* _Instructions to follow_: Convert the records, starting at their first line and ending at the line that contains "evenodd fill-rule", into a numbered list with blank lines left out. Include only those lines.

•••••

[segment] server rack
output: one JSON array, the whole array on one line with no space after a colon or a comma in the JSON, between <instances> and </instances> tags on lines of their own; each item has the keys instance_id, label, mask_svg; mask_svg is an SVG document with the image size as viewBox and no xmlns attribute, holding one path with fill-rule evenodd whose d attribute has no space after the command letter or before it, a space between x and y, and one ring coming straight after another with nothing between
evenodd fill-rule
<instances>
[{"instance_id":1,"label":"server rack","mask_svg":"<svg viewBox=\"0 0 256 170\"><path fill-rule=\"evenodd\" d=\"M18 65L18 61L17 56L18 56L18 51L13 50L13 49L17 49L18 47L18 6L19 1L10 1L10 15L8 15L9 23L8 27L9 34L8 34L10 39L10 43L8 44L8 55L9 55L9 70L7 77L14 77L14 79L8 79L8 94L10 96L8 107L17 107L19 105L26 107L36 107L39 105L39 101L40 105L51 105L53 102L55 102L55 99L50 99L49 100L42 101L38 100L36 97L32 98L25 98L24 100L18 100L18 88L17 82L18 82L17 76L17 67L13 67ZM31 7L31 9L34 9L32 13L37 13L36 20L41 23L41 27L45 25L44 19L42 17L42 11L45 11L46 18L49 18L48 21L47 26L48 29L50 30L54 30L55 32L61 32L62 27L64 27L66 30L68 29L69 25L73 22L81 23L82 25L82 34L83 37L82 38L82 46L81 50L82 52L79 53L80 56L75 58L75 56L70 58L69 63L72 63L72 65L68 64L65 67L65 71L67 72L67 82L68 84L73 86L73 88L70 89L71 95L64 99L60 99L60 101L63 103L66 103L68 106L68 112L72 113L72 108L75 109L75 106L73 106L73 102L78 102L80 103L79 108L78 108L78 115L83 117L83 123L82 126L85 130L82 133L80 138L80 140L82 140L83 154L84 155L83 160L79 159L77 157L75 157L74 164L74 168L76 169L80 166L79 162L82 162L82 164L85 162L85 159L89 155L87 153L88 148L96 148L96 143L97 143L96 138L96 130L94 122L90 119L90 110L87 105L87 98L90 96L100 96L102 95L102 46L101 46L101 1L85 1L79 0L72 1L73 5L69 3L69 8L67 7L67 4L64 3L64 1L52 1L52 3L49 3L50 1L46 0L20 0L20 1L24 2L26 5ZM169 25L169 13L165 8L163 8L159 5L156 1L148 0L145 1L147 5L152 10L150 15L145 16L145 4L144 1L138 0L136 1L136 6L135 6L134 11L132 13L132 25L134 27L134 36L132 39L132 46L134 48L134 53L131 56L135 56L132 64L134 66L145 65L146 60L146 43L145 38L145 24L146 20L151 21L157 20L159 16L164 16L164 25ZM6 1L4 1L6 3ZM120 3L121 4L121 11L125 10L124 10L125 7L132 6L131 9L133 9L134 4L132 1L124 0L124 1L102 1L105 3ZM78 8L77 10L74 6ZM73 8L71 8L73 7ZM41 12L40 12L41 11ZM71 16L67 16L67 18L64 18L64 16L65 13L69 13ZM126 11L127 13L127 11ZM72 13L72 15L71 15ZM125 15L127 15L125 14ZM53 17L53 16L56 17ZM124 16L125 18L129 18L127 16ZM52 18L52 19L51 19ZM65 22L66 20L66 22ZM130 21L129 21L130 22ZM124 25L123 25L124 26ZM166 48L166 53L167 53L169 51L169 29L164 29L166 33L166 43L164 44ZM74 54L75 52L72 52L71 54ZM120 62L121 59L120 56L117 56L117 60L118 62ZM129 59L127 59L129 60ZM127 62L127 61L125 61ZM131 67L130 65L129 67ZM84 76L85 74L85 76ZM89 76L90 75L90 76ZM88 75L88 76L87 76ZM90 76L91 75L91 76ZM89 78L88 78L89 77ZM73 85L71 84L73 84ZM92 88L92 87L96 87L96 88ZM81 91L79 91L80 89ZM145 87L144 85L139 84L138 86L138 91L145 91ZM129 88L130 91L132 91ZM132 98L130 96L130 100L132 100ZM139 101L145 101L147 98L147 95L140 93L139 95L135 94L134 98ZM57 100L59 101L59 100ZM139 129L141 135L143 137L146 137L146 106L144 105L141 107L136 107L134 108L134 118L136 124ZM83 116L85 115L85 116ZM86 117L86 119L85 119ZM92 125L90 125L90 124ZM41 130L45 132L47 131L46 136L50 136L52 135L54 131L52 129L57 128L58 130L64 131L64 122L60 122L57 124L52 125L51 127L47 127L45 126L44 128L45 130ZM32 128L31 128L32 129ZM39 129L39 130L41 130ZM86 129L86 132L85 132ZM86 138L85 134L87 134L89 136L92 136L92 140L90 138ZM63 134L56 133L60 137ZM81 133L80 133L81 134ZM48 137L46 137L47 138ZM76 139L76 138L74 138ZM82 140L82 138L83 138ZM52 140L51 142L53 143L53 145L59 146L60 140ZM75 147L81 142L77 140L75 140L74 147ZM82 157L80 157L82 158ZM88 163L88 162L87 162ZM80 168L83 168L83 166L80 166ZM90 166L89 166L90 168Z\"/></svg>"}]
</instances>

•••••

* _Solution below_:
1. [segment] server rack
2. output: one JSON array, the whole array on one line with no space after a colon or a comma in the JSON, between <instances> and </instances> tags on lines of their own; each item has the keys instance_id, label, mask_svg; mask_svg is an SVG document with the image size as viewBox and no xmlns attribute, holding one path with fill-rule evenodd whose d attribute has no space after the command letter or before it, a space between x and y, and one ring coming straight after another with nothing between
3. evenodd fill-rule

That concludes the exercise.